Look through the data below. Pick out the lines holding the string "target".

*** Opening of Records provided ***

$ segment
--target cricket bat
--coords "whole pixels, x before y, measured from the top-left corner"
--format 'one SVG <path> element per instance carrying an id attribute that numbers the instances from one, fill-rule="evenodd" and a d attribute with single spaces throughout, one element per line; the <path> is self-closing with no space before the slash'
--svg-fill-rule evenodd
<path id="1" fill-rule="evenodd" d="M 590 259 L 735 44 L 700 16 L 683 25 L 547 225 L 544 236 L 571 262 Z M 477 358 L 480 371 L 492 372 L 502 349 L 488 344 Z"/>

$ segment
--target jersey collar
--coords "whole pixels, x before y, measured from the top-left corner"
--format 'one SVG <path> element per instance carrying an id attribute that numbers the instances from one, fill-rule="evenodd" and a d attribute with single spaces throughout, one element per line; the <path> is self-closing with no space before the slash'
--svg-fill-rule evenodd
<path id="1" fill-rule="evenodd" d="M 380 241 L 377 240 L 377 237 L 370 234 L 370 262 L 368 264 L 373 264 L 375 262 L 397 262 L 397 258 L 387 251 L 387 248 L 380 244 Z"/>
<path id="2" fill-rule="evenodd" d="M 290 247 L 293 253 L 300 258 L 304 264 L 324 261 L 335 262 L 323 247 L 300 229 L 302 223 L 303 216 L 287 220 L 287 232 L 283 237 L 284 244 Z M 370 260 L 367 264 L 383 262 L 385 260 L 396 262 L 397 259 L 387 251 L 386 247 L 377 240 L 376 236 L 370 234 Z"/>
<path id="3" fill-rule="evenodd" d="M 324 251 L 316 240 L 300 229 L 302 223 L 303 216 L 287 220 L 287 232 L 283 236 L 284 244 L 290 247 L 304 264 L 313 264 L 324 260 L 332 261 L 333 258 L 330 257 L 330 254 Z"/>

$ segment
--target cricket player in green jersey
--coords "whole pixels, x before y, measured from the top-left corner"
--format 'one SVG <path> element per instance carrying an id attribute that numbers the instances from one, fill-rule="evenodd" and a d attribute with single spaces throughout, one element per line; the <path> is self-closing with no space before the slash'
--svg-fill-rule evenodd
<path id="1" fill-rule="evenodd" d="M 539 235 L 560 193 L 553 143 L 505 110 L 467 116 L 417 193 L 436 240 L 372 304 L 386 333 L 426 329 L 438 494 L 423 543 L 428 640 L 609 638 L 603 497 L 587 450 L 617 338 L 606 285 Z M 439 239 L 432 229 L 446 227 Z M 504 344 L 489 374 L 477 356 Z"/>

*** Close of Records provided ***

[Response to the task]
--target cricket bat
--target jersey collar
--target cricket player in green jersey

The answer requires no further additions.